* Task details
Recast every line of the items below as a Markdown table with the columns Row and Line, skipping blank lines and giving each remaining line a row number. Leave the pictures out of the table.

* Records from a point-labeling set

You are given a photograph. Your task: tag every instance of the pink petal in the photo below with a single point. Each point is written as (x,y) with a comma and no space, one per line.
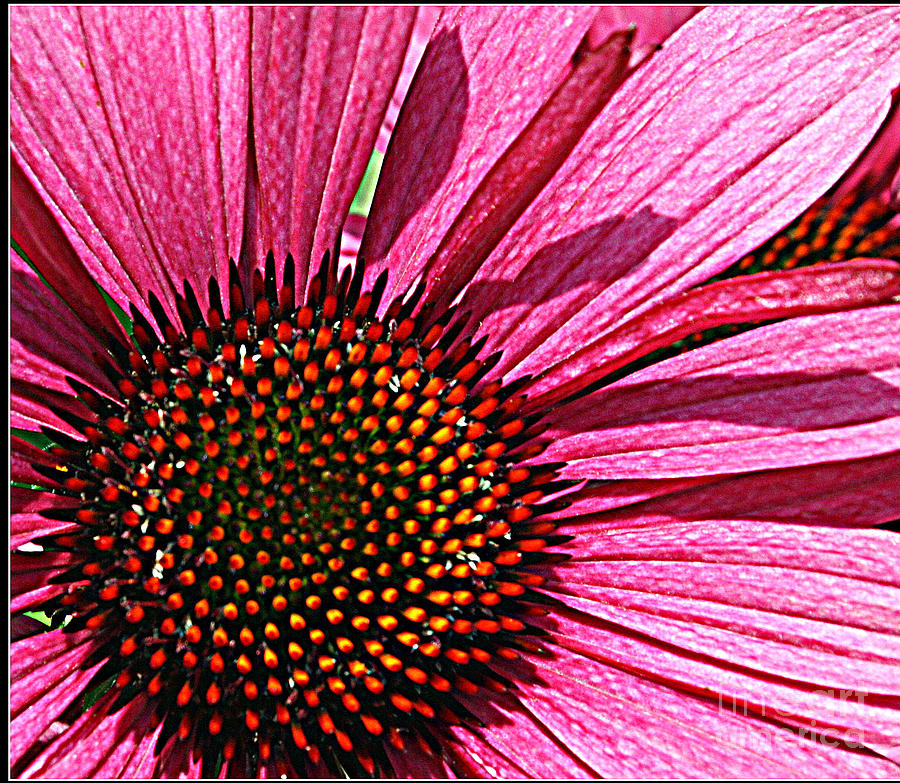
(36,231)
(525,167)
(480,83)
(507,729)
(653,24)
(860,493)
(131,123)
(28,726)
(663,649)
(32,405)
(48,342)
(678,177)
(31,570)
(98,744)
(25,523)
(780,637)
(426,18)
(472,757)
(23,457)
(626,725)
(761,297)
(38,663)
(322,82)
(818,596)
(806,391)
(879,165)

* Result
| Row | Line |
|---|---|
| 1 | You are given a photograph. Your task: tag every instance of the pink petal in the photo below with a single point. Each point is written as (x,y) with a comma and no space, one per line. |
| 2 | (36,231) |
| 3 | (525,167) |
| 4 | (480,83) |
| 5 | (507,729) |
| 6 | (653,24) |
| 7 | (860,493) |
| 8 | (131,123) |
| 9 | (28,726) |
| 10 | (663,649) |
| 11 | (32,405) |
| 12 | (48,342) |
| 13 | (678,177) |
| 14 | (31,570) |
| 15 | (98,744) |
| 16 | (25,523) |
| 17 | (780,637) |
| 18 | (426,18) |
| 19 | (472,757) |
| 20 | (23,457) |
| 21 | (626,725) |
| 22 | (761,297) |
| 23 | (38,663) |
| 24 | (322,82) |
| 25 | (818,596) |
| 26 | (806,391) |
| 27 | (879,165) |